The data
[BEGIN]
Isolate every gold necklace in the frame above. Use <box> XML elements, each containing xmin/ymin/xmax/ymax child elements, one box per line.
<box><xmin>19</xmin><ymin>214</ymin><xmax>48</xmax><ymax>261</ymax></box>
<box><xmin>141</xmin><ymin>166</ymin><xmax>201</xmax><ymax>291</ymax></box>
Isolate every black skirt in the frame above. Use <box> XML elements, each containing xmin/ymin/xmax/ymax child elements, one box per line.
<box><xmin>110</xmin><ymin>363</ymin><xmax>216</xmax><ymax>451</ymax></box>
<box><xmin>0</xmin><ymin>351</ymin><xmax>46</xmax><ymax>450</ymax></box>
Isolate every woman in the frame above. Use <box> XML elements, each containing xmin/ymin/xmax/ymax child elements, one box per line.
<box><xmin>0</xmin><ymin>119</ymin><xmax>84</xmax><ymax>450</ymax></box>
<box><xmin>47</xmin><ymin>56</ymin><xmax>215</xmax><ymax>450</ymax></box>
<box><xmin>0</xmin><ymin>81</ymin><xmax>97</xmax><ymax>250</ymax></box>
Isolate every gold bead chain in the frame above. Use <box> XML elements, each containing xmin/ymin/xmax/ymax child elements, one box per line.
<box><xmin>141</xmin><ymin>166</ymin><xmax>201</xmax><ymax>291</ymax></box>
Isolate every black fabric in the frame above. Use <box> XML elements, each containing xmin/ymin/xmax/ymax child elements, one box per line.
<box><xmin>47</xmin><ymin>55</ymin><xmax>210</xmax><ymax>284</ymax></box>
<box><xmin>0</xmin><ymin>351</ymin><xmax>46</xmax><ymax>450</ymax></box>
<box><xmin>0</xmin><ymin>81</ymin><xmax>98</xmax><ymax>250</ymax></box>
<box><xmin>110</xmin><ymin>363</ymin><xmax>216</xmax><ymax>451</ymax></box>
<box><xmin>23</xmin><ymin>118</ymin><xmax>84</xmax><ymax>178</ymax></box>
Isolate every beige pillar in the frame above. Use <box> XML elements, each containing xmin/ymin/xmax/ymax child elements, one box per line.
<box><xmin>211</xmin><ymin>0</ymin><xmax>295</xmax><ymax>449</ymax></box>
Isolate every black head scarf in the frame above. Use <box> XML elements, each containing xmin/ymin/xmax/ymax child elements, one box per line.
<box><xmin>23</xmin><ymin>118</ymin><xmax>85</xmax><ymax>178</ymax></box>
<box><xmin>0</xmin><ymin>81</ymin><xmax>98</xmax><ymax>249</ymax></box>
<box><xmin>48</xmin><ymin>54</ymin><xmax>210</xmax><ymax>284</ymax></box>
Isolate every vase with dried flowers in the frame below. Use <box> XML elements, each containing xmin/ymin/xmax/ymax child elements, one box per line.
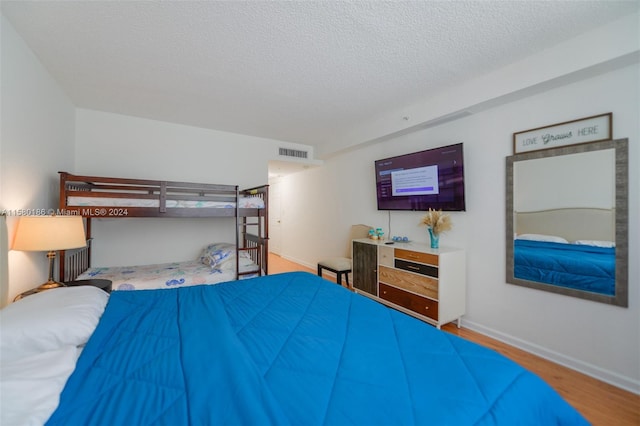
<box><xmin>421</xmin><ymin>209</ymin><xmax>453</xmax><ymax>248</ymax></box>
[END]
Direction
Reproduce the data above in full, exactly as it is, with the pictures left out.

Solution to this exercise
Isolate every gold necklace in the frame above. Use <box> XML elements, each containing xmin/ymin/xmax/ymax child elements, one box per line.
<box><xmin>19</xmin><ymin>214</ymin><xmax>48</xmax><ymax>261</ymax></box>
<box><xmin>141</xmin><ymin>166</ymin><xmax>201</xmax><ymax>291</ymax></box>
Isolate every black skirt in the frame above. Use <box> XML elements, each containing xmin/ymin/xmax/ymax child elements, one box per line.
<box><xmin>110</xmin><ymin>363</ymin><xmax>216</xmax><ymax>451</ymax></box>
<box><xmin>0</xmin><ymin>351</ymin><xmax>46</xmax><ymax>450</ymax></box>
Isolate every woman in the frame above. Use <box> XML elements, each containing xmin/ymin/xmax/ymax child elements, one box per line.
<box><xmin>0</xmin><ymin>119</ymin><xmax>84</xmax><ymax>450</ymax></box>
<box><xmin>47</xmin><ymin>56</ymin><xmax>215</xmax><ymax>450</ymax></box>
<box><xmin>0</xmin><ymin>81</ymin><xmax>97</xmax><ymax>250</ymax></box>
Isolate every gold bead chain in the frame above. Use <box> XML elements, each containing xmin/ymin/xmax/ymax child elements, one box per line.
<box><xmin>141</xmin><ymin>166</ymin><xmax>201</xmax><ymax>291</ymax></box>
Isolate every black fabric in the frame above. Use <box> XML elements, each containing xmin/ymin/xmax/ymax child elements, one box per line.
<box><xmin>47</xmin><ymin>55</ymin><xmax>210</xmax><ymax>284</ymax></box>
<box><xmin>0</xmin><ymin>351</ymin><xmax>46</xmax><ymax>450</ymax></box>
<box><xmin>0</xmin><ymin>81</ymin><xmax>98</xmax><ymax>250</ymax></box>
<box><xmin>110</xmin><ymin>363</ymin><xmax>216</xmax><ymax>451</ymax></box>
<box><xmin>23</xmin><ymin>118</ymin><xmax>84</xmax><ymax>178</ymax></box>
Isolate every beige pillar in the frame above. Use <box> XML elements, each containing xmin/ymin/xmax/ymax child elements, one box per line.
<box><xmin>211</xmin><ymin>0</ymin><xmax>295</xmax><ymax>449</ymax></box>
Isolate every black head scarf in the frame above. Use <box> XML elements, each containing xmin/ymin/xmax/ymax child elements, one box per line.
<box><xmin>23</xmin><ymin>118</ymin><xmax>85</xmax><ymax>178</ymax></box>
<box><xmin>0</xmin><ymin>81</ymin><xmax>98</xmax><ymax>249</ymax></box>
<box><xmin>48</xmin><ymin>54</ymin><xmax>210</xmax><ymax>284</ymax></box>
Isolate every vase with dried flowers in the frame below. Use <box> XML elements, each containing xmin/ymin/xmax/ymax child elements, one box per line.
<box><xmin>421</xmin><ymin>209</ymin><xmax>453</xmax><ymax>248</ymax></box>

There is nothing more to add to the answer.